Exercise aim
Lines to restate from the data below: from the one containing "Definition for annotators: for every instance of the blue flag" to the one containing "form: [[545, 427]].", both included. Give them again exactly, and only them.

=-=-=-=-=

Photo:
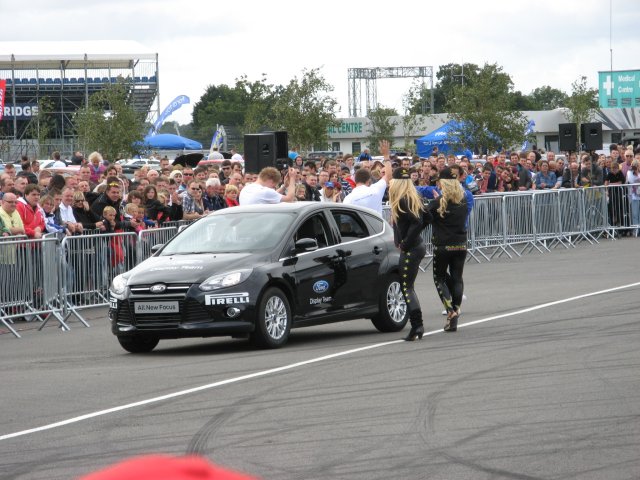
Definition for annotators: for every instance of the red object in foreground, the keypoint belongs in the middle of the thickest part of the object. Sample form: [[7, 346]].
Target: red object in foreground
[[161, 467]]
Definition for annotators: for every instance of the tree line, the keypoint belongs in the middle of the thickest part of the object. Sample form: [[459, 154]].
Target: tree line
[[482, 99]]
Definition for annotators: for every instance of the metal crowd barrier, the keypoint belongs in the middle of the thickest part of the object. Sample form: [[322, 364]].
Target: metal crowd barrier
[[54, 278], [90, 262], [30, 285]]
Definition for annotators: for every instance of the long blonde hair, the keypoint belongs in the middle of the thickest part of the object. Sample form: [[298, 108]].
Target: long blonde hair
[[399, 189], [451, 192]]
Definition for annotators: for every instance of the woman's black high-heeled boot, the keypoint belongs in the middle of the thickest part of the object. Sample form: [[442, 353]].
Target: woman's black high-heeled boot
[[452, 322], [416, 333], [417, 329]]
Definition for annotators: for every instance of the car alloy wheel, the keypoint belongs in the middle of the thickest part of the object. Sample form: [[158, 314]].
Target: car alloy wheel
[[396, 304], [392, 307], [276, 318], [273, 320]]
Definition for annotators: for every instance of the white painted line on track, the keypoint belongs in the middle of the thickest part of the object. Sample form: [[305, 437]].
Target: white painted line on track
[[271, 371]]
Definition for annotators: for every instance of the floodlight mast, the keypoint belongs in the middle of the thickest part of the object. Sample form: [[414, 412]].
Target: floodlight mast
[[371, 75]]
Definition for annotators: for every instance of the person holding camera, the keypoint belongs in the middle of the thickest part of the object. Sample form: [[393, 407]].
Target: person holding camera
[[263, 190], [331, 192], [448, 216], [367, 194]]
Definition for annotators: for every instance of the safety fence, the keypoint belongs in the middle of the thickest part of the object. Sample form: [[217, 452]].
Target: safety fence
[[55, 278]]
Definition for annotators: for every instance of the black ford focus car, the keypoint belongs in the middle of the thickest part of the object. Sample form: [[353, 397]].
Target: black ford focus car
[[258, 271]]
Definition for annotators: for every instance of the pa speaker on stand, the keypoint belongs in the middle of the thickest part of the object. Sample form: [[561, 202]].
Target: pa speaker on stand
[[567, 137], [267, 149], [591, 134]]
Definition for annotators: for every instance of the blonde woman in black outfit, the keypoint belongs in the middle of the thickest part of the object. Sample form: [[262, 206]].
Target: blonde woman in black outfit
[[448, 215], [406, 215]]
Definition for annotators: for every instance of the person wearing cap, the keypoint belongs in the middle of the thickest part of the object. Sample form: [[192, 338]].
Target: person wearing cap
[[365, 194], [330, 193], [448, 216], [346, 181], [407, 211], [365, 155], [263, 190]]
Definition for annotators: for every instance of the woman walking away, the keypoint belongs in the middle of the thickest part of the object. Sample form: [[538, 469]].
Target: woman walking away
[[406, 214], [448, 215]]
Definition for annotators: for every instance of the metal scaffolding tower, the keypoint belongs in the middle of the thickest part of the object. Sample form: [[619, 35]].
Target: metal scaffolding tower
[[371, 75]]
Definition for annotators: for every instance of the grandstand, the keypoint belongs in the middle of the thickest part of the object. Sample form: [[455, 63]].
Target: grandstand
[[66, 81]]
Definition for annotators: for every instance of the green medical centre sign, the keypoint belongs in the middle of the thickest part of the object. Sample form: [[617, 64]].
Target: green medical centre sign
[[619, 89]]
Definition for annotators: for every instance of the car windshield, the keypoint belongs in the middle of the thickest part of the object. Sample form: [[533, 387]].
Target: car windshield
[[231, 232]]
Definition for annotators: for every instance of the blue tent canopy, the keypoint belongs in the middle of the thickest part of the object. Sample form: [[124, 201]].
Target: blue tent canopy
[[444, 138], [169, 141]]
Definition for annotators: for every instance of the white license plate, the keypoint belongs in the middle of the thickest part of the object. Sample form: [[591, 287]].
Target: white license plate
[[150, 308]]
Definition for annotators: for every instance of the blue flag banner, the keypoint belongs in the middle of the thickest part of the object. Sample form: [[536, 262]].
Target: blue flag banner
[[216, 140], [172, 107], [528, 131]]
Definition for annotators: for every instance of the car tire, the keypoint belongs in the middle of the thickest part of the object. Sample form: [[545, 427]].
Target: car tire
[[136, 344], [273, 322], [393, 313]]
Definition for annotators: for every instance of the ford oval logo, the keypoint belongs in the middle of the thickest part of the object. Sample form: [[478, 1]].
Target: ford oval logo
[[158, 288], [320, 286]]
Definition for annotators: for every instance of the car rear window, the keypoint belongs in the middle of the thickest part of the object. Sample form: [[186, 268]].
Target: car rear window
[[350, 225]]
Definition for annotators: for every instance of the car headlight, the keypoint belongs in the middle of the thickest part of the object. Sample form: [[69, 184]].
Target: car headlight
[[225, 280], [119, 284]]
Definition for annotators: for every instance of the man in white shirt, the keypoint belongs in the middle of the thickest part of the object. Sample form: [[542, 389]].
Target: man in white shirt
[[370, 195], [66, 212], [263, 190]]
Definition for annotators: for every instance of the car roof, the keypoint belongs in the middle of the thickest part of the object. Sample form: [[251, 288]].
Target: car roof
[[295, 207]]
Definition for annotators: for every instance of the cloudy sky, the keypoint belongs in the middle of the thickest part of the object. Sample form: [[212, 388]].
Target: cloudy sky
[[201, 43]]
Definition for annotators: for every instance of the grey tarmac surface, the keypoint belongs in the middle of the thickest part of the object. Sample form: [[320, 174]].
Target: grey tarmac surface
[[551, 393]]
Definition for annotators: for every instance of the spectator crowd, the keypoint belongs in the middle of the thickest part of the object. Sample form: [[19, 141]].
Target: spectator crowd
[[96, 196]]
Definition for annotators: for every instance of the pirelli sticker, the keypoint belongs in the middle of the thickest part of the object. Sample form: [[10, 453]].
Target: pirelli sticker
[[227, 298]]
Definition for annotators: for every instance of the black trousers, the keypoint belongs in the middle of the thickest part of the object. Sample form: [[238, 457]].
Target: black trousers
[[409, 267], [448, 264]]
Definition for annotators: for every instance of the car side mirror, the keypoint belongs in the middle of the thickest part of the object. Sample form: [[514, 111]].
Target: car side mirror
[[306, 245]]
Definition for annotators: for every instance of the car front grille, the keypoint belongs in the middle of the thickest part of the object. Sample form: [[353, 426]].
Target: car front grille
[[190, 311]]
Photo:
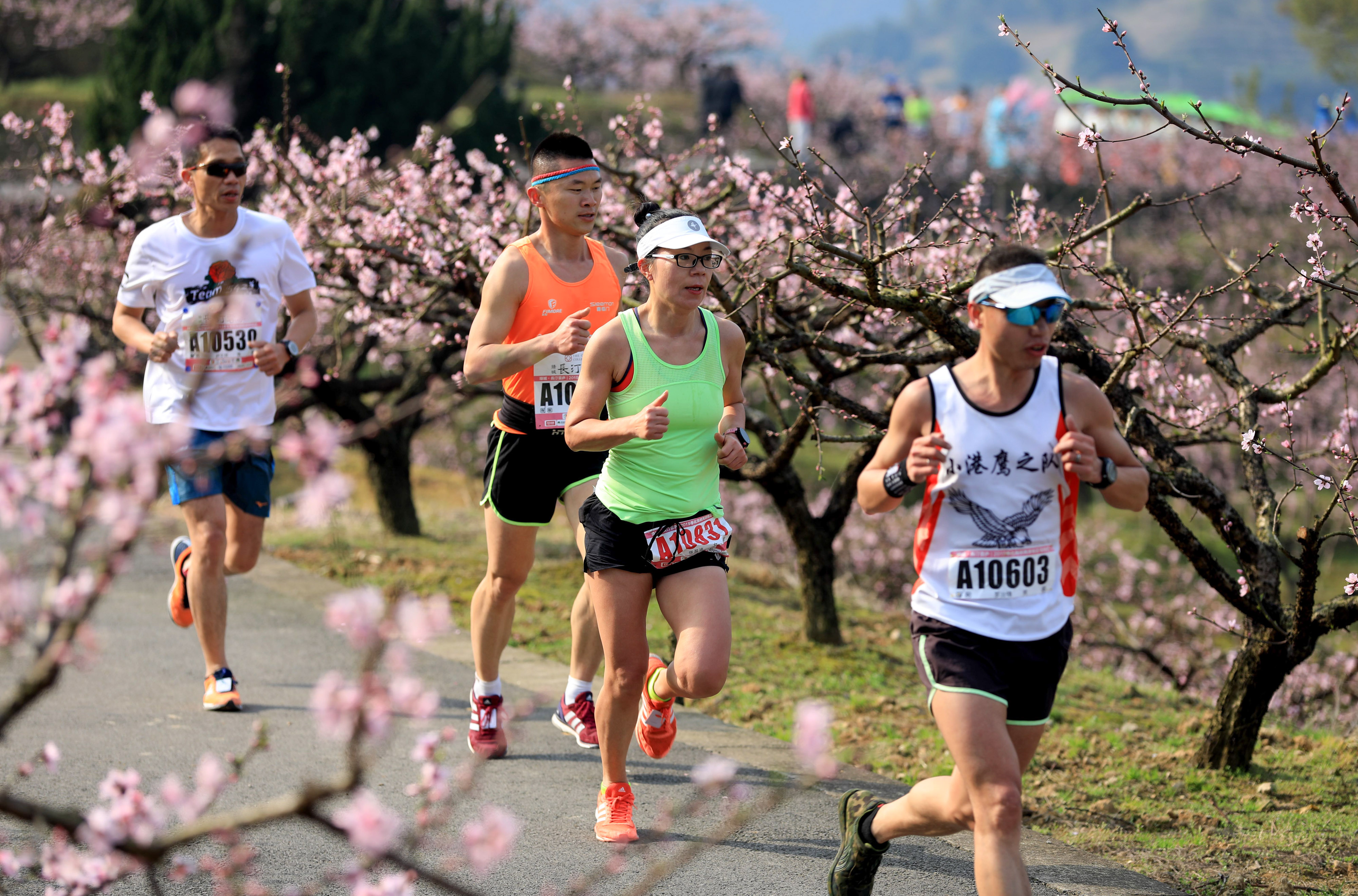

=-=-=-=-=

Answer to this exercise
Definition for annotators: for every instance of the blue flag banner, the keypoint belongs in the middle of the thickest part of the object. Sample form: [[536, 262]].
Target: blue flag banner
[[216, 140], [172, 107], [528, 131]]
Definition for annotators: for every instance of the car tire, the keypoint belongs in the middle of the thickest part of the object. Sample form: [[545, 427]].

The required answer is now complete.